▸ **Document**:
########

# New Braunfels RV parks



## Little-bit (Oct 19, 2005)

Anyone know of a good RV park that is on the river?


----------



## stammster - temporary (Jul 20, 2009)

Comal or Gaudalupe?


----------



## Little-bit (Oct 19, 2005)

*Either one*



stammster said:


> Comal or Gaudalupe?


Either one is fine with me.


----------



## Mrschasintail (Dec 8, 2004)

Waco, or KL Ranch Camp.


----------



## Ducatibilt (Jul 8, 2010)

The only one on the Comal is Landa RV. The best location ever for a campground and it happens to have the worst campground I've ever stayed at. I would highly recommend you do some research on them before you stay there. It's been quite a while sincwe we've stayed on the Guadalupe though so not sure whats good there now.

Also you might want to look at the San Marcos river which is where we normally go now. Check out Pecan Park Rv in San Marcos and Leisure Rv in Fentress both are great parks. If you have little kids the river is probably better for them to play in at Leisure but the entertainment value of the rapids/waterfall at Pecan Park is pretty hard to beat.:biggrin:


----------



## charlenelim (Jun 5, 2013)

Gaudalupe is the best. Private RV parks so not very many tress but there are activities. There are always the floats down the river.


----------



## FLAT FISHY (Jun 22, 2006)

Lazy L&L they have made a lot of improvements over the last few years..


----------



## Troutrod (Jul 6, 2009)

Haco springs on river road is the best cleanest and good security.


----------

########

▸ **Records provided**:
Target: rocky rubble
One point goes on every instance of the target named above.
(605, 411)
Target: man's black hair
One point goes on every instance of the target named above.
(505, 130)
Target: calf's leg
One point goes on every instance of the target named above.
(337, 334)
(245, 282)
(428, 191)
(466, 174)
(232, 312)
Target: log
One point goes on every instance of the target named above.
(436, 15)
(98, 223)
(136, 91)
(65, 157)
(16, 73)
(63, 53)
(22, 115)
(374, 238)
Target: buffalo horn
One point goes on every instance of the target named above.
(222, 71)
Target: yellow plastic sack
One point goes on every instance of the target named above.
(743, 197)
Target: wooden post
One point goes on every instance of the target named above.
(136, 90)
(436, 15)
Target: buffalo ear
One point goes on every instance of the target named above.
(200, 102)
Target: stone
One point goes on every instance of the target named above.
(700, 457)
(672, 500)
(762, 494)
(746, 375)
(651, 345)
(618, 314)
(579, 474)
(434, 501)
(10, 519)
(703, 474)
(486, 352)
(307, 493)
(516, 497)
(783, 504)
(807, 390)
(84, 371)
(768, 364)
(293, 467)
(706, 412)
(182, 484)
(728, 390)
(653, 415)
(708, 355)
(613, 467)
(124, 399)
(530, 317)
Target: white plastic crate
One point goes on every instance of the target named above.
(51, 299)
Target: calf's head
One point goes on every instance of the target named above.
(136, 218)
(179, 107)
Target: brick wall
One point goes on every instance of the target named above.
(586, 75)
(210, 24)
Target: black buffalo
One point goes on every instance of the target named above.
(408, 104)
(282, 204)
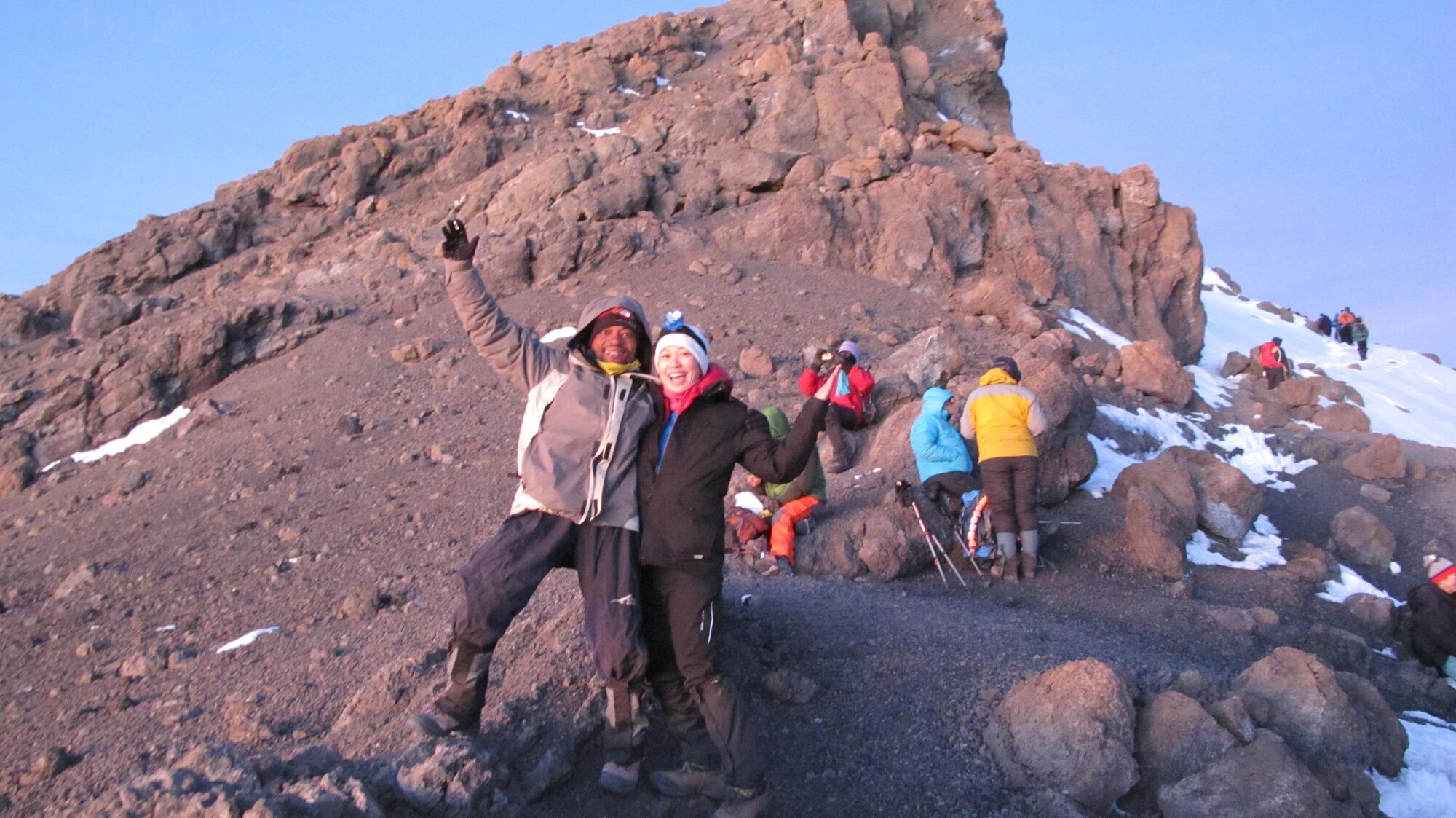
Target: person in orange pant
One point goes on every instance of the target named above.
(799, 501)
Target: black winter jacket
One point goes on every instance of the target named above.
(684, 501)
(1433, 625)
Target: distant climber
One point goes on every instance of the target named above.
(940, 452)
(577, 503)
(851, 406)
(1433, 616)
(1343, 326)
(1361, 332)
(1004, 418)
(1275, 363)
(793, 506)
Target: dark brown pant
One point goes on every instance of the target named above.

########

▸ **Direction 1**: In the New Braunfels RV parks thread, which RV park is named as the only one on the Comal?
▸ **Direction 2**: Reproduce the part of the New Braunfels RV parks thread that opens with "Gaudalupe is the" and closes with "last few years..".
The lines have no connection to the thread.

▸ **Complete answer 1**: Landa RV.

▸ **Complete answer 2**:
Gaudalupe is the best. Private RV parks so not very many tress but there are activities. There are always the floats down the river.


----------



## FLAT FISHY (Jun 22, 2006)

Lazy L&L they have made a lot of improvements over the last few years..